*** Text ***
Two paragraphs later Arens tells us that it was the foreigners’ “interest in precious metal which made the most vivid impression on the natives.” He cites an anonymous native informant who describes the way the Spanish behave in the presence of gold: “Like monkeys they seized upon the gold. It was as if they were satisfied, sated, and gladdened. For in truth they thirsted mightily for gold; they stuffed themselves with it, and starved and lusted for it like pigs. And they went about moving the golden streamer back and forth, and showed it to one another, all the while babbling; and what they said was gibberish.”

One might reasonably ask: Well, which is it? Was the Spanish lust for gold perfectly transparent to the Mesoamericans, or was it incomprehensible? Does greed make one’s humanity “apparent enough” or is it a distinctly European idiosyncrasy that the Mesoamericans could only interpret on analogy to the business of monkeys and pigs? To ask these questions is not to make a knitpicking demand for consistency, but rather to approach the heart of the themes that have been occupying us since the beginning of this review. What in a stranger’s actions is transparent and what, in contrast, opens that stranger up to the projection of fantasies of otherness? Greed and cruelty are, one might think, both universal and easy to recognize, even in complete strangers. But there is no a priori reason why a god should not be greedy and seek to get as much gold as he can, even if this stretches our usual understanding of the concept of God. There is similarly no reason why a person should have to be exceptionally cruel to participate in an anthropophagous feast. There is already something inherently cruel about the slaughter of animals, but this inherent cruelty does not and cannot allow an exceptional portion of cruelty to everyone who benefits from the slaughter.
*** Data extract ***
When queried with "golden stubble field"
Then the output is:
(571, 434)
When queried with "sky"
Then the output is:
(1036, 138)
***
• _Action item 1_:
In the passage on the Spanish lust for gold, which two animals does the anonymous native informant compare the Spanish to?
• _Action item 2_:
Continue the passage on the Spanish lust for gold, picking up after its final sentence.

• _Exercise output 1_:
Monkeys and pigs.

• _Exercise output 2_:
So Cortés may have been met as a god by a nation of man-eaters, but this does not in itself make Cortés impressive, nor the Mesoamericans savage. What would make Cortés’s apotheosis impressive is if, for the Mesoamericans, by definition ‘gods are great.’ I do not know whether they in fact held this. What would in turn make an instance of Mesoamerican cannibalism exceptionally savage is if it were executed outside of the ordinary, rule-governed practice of human ritual sacrifice and consumption. But the Aztecs were not a multitude of Vincent Lis. They were a civilization.

The early modern fantasy of cannibal savages in the New World was of groups of people who lived by no law, as animals: hence the constant coupling of cannibalism and incest in the European imagination. There is, to be sure, something asocial, lawless, and ‘animal’ about a certain kind of cannibalism, namely, the kind that is deviant relative to the culture of the cannibal. This much is clear from the figure of the cannibal in another, very different Native American culture: the Cree of Canada and the Northern US. For them, the ultimate form of asociality is a condition diagnosed these days as “Windigo psychosis,” the apparent transformation of an individual into a mythological creature, whose primary distinguishing trait is that his lips have been eaten away and his teeth are left exposed in a skeletal smile. The Windigo is the sorry soul who has become so detached from the social world that he will eat anything—including himself.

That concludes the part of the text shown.